[Exercise instructions]
Extract the line that contains "[point] at the balcony" and every line after it to the end of the records below, exactly as written and nothing else.

-- start of Provided entries --

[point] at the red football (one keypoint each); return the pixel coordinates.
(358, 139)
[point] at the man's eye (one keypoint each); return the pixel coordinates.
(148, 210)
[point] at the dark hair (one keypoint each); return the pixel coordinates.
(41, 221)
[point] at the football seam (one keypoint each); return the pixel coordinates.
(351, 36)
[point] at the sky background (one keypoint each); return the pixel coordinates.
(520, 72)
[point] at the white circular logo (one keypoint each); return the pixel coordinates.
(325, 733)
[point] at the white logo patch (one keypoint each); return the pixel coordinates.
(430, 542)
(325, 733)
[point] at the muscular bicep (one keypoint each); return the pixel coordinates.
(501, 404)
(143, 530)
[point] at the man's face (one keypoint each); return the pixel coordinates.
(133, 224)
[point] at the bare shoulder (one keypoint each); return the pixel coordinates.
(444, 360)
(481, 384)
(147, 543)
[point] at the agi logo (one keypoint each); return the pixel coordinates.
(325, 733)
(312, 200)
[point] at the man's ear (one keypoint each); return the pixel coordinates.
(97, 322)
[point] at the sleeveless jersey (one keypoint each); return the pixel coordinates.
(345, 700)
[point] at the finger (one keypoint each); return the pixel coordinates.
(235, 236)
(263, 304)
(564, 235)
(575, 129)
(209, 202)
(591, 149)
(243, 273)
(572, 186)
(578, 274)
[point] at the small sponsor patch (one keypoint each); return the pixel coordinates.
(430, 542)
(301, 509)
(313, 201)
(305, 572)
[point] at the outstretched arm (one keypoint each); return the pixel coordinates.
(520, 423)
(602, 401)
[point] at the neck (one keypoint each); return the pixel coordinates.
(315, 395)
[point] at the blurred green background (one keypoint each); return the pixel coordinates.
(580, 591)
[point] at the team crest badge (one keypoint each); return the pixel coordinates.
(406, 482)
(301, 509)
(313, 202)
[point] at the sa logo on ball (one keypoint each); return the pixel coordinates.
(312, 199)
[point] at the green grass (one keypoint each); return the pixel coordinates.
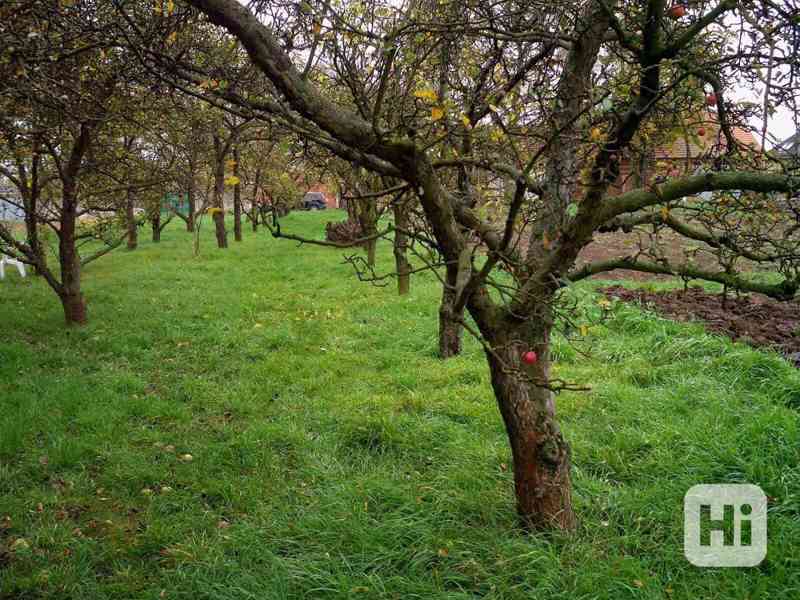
(342, 458)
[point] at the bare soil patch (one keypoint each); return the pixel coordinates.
(753, 319)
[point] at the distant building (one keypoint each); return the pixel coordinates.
(10, 203)
(789, 147)
(682, 156)
(331, 199)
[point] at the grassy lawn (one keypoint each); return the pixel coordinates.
(256, 423)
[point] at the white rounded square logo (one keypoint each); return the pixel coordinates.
(725, 525)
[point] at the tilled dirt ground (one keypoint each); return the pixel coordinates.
(753, 319)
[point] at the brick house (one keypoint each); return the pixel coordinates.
(681, 156)
(331, 198)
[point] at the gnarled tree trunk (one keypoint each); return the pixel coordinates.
(70, 289)
(219, 191)
(155, 221)
(402, 265)
(190, 201)
(450, 328)
(130, 220)
(237, 198)
(540, 453)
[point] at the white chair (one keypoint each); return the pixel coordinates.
(7, 260)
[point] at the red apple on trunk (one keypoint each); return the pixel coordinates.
(676, 12)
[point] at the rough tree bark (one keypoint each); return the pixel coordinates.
(70, 289)
(237, 198)
(450, 328)
(368, 219)
(155, 221)
(541, 455)
(220, 151)
(130, 220)
(190, 200)
(402, 266)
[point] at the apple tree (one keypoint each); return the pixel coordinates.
(510, 123)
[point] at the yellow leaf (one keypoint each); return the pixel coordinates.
(427, 94)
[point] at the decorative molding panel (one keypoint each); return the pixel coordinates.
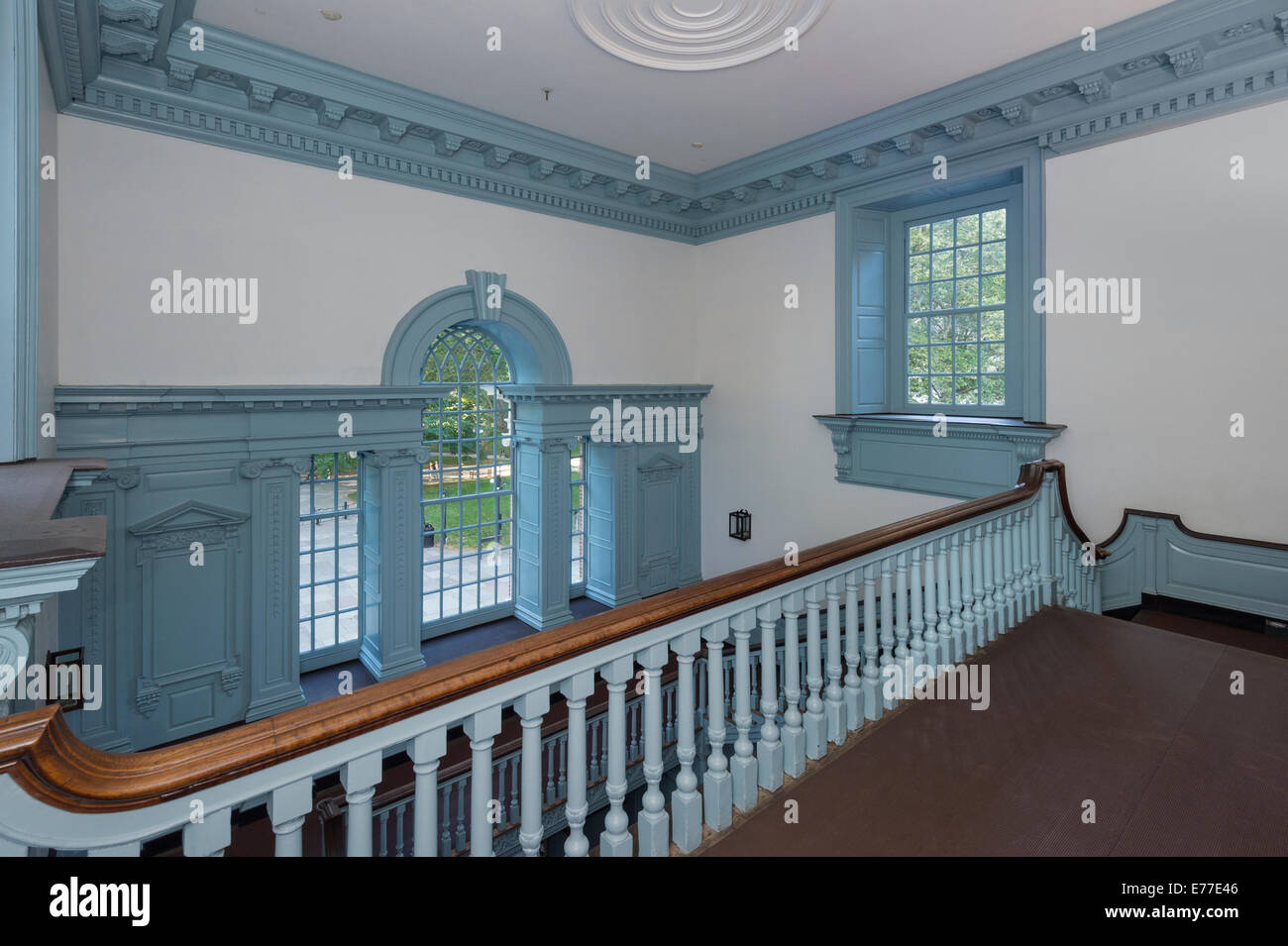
(1180, 62)
(975, 457)
(1157, 554)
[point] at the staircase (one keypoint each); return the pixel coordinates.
(923, 592)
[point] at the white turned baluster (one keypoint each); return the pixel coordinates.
(686, 800)
(287, 806)
(977, 560)
(213, 833)
(815, 723)
(1025, 580)
(616, 841)
(1046, 573)
(130, 848)
(1000, 573)
(967, 593)
(902, 656)
(889, 691)
(426, 749)
(531, 709)
(794, 734)
(576, 690)
(1095, 585)
(872, 703)
(915, 626)
(716, 784)
(360, 779)
(954, 600)
(988, 604)
(1034, 556)
(1009, 564)
(833, 701)
(743, 765)
(931, 613)
(853, 691)
(769, 751)
(653, 822)
(482, 729)
(943, 596)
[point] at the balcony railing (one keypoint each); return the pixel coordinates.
(932, 589)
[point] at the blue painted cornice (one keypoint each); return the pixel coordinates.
(1184, 60)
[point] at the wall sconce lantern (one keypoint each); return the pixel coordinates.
(739, 525)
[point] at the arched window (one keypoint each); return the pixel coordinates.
(468, 488)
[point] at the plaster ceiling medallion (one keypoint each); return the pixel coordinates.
(692, 35)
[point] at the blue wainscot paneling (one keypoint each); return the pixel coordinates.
(643, 491)
(192, 645)
(961, 457)
(1157, 554)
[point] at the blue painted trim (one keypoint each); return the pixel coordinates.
(239, 93)
(532, 345)
(1028, 162)
(20, 147)
(1155, 554)
(975, 457)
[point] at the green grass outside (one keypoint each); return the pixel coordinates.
(476, 517)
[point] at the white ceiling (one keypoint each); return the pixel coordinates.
(859, 56)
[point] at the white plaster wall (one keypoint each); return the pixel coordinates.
(773, 370)
(339, 264)
(1149, 404)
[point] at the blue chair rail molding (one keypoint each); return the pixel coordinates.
(1157, 554)
(974, 457)
(1181, 60)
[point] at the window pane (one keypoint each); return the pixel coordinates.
(943, 235)
(967, 390)
(995, 224)
(918, 267)
(993, 258)
(943, 267)
(918, 299)
(993, 289)
(918, 239)
(943, 295)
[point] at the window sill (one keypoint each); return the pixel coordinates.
(974, 457)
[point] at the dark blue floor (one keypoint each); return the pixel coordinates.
(321, 683)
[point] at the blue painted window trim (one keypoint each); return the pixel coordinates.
(335, 482)
(1017, 325)
(859, 205)
(20, 149)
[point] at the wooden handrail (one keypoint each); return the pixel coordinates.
(42, 753)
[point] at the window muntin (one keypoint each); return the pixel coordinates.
(578, 478)
(330, 554)
(468, 504)
(956, 292)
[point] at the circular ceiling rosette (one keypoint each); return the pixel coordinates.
(691, 35)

-- end of Provided entries --

[Response for this exercise]
[point] at the balcony railing (one keypoint each); return the pixel coordinates.
(932, 589)
[point] at the blue painted cornice (one keypoint each); return the pixel coordinates.
(1184, 60)
[point] at the wall sconce lantern (one keypoint each); return the pixel coordinates.
(739, 525)
[point] at the arched window (one keypoint each); return the pixel coordinates.
(468, 488)
[point] at the plaster ceiling medallion (one keypoint each); return the pixel coordinates.
(692, 35)
[point] at the blue wainscot paneling (one keypoint each); return the pixel coordinates.
(643, 491)
(192, 645)
(961, 457)
(1157, 554)
[point] at the blue painted trim (one keypoint each); return the pixel coordinates.
(239, 93)
(532, 345)
(1028, 162)
(20, 147)
(1155, 554)
(975, 457)
[point] at the green grass outside (one keypoint each); return the pixel coordinates.
(476, 517)
[point] at the white ceiling (one keypoint each); return the pixel coordinates.
(859, 56)
[point] at the white plaster wall (one keypoint each); return the pixel coordinates.
(773, 370)
(339, 264)
(1149, 404)
[point] at the blue chair rail molding (one keypoint each); return the pixel coordinates.
(1157, 554)
(974, 457)
(1181, 60)
[point] at the window pane (one keypoint each); return the pixel coordinates.
(943, 235)
(967, 390)
(995, 224)
(918, 267)
(993, 258)
(943, 267)
(918, 299)
(993, 289)
(918, 239)
(943, 295)
[point] at the window sill (one keypoint each); return the pixel coordinates.
(974, 457)
[point] at the dark blue floor (one keypoint each); return the pixel coordinates.
(321, 683)
[point] at the blue painted window trim (one keypoint each); return the pixel coordinates.
(335, 482)
(1017, 325)
(859, 205)
(20, 149)
[point] at the wooden handrail (one keypoint each); return the pixel coordinates.
(42, 753)
[point] at the window muntin (one keypoint each); return the pixel coordinates.
(578, 478)
(330, 554)
(468, 504)
(956, 292)
[point] at the circular ceiling rosette (one keypoint each); return the pixel coordinates.
(691, 35)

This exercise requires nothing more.